#### [Work request]
A line qualifies if it holds the string "desk". Copy every qualifying line from the records.

[Dataset entries]
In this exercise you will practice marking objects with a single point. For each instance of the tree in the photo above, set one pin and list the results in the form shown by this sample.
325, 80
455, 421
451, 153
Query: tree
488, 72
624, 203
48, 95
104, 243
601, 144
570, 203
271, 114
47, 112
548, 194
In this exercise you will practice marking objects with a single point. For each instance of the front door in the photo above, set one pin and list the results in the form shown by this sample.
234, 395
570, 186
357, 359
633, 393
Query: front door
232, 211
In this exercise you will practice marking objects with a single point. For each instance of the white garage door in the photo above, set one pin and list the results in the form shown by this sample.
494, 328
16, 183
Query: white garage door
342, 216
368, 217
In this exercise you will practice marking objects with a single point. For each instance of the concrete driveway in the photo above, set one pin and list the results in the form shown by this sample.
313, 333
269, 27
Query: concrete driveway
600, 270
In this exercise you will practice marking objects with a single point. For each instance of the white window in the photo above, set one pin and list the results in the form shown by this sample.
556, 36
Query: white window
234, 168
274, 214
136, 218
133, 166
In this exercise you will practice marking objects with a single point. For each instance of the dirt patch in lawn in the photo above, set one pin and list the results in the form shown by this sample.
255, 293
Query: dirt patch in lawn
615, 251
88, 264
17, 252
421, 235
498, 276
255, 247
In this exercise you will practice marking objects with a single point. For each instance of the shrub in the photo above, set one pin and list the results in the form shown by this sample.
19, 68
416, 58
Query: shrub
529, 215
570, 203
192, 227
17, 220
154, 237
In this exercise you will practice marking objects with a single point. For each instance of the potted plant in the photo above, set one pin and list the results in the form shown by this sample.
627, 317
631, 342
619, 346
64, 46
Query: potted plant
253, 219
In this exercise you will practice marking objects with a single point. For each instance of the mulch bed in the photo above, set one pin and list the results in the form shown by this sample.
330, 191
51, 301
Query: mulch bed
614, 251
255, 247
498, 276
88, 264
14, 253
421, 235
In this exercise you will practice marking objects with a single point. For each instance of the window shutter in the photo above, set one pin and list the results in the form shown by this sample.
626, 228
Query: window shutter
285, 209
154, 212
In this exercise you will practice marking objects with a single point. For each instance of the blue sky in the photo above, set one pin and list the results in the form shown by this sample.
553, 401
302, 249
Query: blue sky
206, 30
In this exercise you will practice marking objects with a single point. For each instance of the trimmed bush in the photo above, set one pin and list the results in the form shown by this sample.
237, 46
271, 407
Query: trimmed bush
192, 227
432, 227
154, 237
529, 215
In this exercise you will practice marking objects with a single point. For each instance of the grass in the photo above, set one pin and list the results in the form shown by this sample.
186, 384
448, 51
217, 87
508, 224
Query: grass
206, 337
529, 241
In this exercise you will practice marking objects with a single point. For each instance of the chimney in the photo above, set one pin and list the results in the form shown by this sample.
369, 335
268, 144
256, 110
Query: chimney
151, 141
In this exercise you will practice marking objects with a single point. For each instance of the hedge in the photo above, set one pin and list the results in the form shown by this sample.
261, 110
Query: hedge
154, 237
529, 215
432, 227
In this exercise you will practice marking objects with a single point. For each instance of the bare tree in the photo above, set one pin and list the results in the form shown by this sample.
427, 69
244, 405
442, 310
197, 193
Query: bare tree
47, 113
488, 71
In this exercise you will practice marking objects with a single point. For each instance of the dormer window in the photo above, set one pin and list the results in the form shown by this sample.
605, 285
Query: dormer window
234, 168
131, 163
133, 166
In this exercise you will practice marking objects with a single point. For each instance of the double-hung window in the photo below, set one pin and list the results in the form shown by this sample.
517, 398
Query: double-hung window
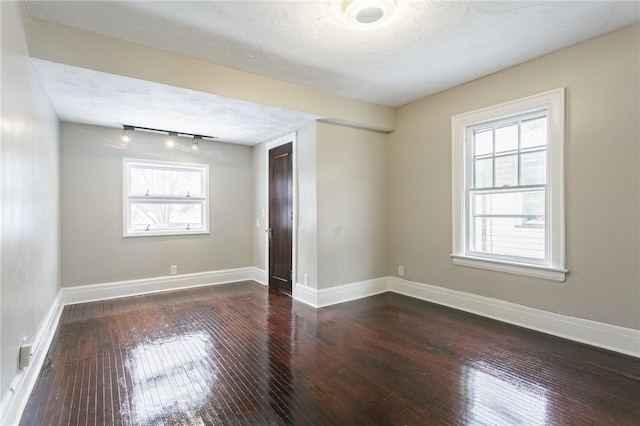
165, 198
508, 187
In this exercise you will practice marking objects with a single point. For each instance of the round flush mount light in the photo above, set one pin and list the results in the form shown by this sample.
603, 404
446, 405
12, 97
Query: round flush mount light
364, 14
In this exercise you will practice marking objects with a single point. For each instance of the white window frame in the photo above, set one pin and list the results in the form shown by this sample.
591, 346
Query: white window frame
204, 200
553, 268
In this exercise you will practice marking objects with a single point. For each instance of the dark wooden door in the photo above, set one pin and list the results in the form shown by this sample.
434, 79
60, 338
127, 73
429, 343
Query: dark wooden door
280, 217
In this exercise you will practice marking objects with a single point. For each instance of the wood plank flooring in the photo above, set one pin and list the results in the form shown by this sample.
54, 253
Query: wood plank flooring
243, 355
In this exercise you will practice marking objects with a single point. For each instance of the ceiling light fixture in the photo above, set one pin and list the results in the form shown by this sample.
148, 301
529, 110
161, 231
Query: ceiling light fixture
196, 139
171, 135
364, 14
171, 139
125, 135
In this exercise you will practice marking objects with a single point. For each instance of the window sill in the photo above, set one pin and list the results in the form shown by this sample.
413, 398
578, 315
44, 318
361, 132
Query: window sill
163, 233
536, 271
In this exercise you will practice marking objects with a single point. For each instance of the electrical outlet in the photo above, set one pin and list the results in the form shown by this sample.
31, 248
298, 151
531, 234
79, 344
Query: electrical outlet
26, 351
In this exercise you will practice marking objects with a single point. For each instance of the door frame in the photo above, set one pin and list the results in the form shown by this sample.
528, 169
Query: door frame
283, 140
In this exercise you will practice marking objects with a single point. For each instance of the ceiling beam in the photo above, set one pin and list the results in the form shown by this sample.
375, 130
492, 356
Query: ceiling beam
58, 43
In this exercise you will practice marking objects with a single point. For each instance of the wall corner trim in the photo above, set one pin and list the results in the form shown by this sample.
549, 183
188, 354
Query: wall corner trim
15, 399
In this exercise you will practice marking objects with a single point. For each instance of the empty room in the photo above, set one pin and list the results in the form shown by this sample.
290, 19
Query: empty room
393, 212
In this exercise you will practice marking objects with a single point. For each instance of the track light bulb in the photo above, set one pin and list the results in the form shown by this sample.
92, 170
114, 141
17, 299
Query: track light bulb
171, 139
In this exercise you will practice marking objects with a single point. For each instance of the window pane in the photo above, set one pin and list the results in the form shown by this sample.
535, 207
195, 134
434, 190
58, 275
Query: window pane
507, 170
507, 236
483, 142
173, 216
533, 133
483, 173
520, 203
507, 138
534, 168
164, 181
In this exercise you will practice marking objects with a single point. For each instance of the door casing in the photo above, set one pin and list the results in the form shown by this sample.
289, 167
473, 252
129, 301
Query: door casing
293, 138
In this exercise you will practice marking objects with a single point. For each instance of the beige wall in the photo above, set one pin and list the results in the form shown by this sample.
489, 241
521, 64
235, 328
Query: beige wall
259, 205
307, 208
602, 182
352, 219
93, 249
29, 190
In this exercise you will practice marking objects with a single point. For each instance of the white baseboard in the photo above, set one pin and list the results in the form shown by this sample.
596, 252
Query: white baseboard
606, 336
260, 275
96, 292
15, 399
611, 337
344, 293
305, 294
339, 294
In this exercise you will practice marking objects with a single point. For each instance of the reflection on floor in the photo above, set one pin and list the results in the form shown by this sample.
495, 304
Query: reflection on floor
241, 354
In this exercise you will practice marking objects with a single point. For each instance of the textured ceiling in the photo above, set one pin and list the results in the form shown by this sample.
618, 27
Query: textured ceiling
92, 97
428, 47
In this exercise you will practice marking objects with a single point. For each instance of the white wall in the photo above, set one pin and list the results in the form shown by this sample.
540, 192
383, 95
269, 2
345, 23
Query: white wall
352, 207
29, 194
93, 249
602, 182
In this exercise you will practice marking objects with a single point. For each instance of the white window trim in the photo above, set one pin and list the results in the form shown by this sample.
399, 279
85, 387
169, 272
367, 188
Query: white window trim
554, 102
126, 162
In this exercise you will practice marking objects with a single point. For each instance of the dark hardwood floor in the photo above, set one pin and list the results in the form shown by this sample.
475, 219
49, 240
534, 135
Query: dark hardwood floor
241, 354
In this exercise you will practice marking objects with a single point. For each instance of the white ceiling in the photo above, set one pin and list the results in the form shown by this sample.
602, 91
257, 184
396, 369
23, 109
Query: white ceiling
91, 97
429, 46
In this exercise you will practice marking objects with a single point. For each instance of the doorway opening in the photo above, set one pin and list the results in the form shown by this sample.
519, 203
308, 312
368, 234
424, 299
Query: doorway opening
280, 226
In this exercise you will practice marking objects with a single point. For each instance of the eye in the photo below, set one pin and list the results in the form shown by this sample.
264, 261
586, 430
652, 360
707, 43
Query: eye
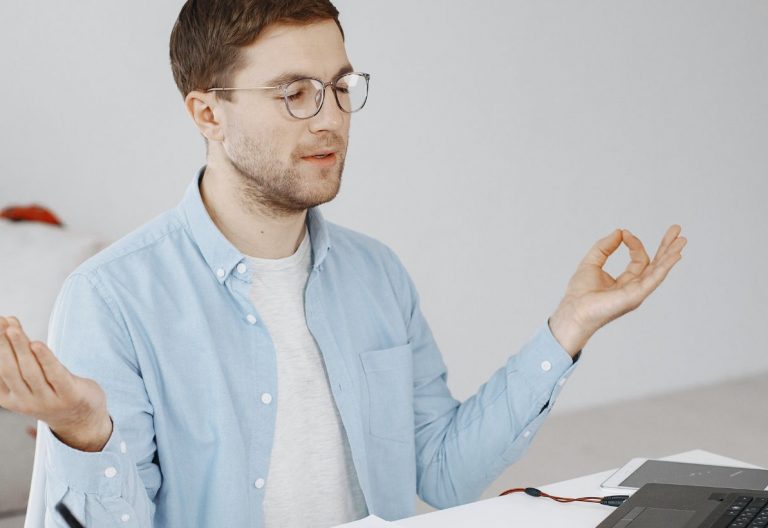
294, 96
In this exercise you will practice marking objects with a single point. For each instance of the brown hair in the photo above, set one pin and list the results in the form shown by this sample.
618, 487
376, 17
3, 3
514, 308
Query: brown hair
207, 38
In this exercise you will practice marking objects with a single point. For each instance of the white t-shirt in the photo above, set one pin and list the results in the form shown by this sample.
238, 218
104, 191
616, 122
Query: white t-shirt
312, 482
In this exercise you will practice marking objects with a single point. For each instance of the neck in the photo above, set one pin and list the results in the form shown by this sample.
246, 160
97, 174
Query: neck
252, 228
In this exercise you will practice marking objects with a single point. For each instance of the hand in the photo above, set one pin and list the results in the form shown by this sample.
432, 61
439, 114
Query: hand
593, 298
34, 383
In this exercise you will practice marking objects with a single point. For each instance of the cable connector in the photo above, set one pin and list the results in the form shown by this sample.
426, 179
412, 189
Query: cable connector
614, 500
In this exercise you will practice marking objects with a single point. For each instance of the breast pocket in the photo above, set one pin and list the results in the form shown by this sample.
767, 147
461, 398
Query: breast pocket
389, 377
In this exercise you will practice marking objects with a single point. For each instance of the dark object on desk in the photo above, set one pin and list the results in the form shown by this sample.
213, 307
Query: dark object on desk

#### [Exercise output]
In this exercise you will practice marking objects with a single point. For each instance of the dark object on desk in the photo above, set one pin and list the results in the form shown by this sample.
Query: dark object on desk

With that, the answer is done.